WHAT IS BEING ASKED:
Could you rewrite the source data below with every "pixel coordinates" replaced by "image coordinates" and all else left unchanged?

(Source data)
*-*-*

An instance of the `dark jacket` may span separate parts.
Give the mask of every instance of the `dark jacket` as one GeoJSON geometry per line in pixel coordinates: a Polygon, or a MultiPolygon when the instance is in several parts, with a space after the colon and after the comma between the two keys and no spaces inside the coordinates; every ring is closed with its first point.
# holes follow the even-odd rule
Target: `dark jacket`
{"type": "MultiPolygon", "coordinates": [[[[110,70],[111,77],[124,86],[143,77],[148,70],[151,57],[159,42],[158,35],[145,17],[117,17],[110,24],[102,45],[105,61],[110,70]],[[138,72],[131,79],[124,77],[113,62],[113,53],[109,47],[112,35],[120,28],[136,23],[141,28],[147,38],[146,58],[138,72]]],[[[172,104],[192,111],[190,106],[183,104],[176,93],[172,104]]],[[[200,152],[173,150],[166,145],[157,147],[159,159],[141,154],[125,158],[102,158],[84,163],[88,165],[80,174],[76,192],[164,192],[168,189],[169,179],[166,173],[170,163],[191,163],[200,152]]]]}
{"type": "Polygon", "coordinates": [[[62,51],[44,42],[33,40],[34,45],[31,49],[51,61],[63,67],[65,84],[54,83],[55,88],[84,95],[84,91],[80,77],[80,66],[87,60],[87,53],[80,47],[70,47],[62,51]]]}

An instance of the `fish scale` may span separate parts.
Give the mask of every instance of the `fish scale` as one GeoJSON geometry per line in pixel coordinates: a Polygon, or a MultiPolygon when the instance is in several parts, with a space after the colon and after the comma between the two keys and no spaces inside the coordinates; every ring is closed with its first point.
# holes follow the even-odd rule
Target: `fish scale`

*-*-*

RESULT FOR THIS TASK:
An instance of the `dark jacket` may span separate parts.
Give the mask of every instance of the `dark jacket` as one GeoJSON geometry per line in image coordinates: a Polygon, or a MultiPolygon when the instance is in several parts, with a space after the colon and after the comma between the two keys and no spaces inside the coordinates; every ring is closed with its first point.
# holes follow the even-odd rule
Target: `dark jacket`
{"type": "MultiPolygon", "coordinates": [[[[110,70],[111,77],[124,86],[143,77],[148,70],[151,57],[159,42],[158,35],[145,17],[117,17],[110,24],[102,45],[105,61],[110,70]],[[138,72],[131,79],[124,77],[113,62],[113,53],[109,47],[112,35],[120,28],[136,23],[141,28],[147,38],[146,58],[138,72]]],[[[172,104],[192,111],[190,106],[183,104],[176,93],[172,104]]],[[[200,152],[173,150],[166,145],[157,147],[159,159],[141,154],[125,158],[102,158],[84,163],[88,165],[80,174],[76,192],[164,192],[168,189],[169,179],[166,173],[170,163],[191,163],[200,152]]]]}
{"type": "Polygon", "coordinates": [[[62,51],[44,42],[33,40],[34,45],[31,49],[51,61],[63,67],[65,84],[54,83],[55,88],[84,95],[84,91],[80,77],[80,66],[87,60],[87,53],[80,47],[70,47],[62,51]]]}

An instance of the `fish scale` may span separate parts.
Give the mask of every instance of the `fish scale` as one GeoJSON geometry per line in image coordinates: a Polygon, or a MultiPolygon when the instance is in several parts, with a space after the colon and after the comma between the two keys and no spaces inside the coordinates; every ring is closed with its first point.
# holes follow the even-odd rule
Target: `fish scale`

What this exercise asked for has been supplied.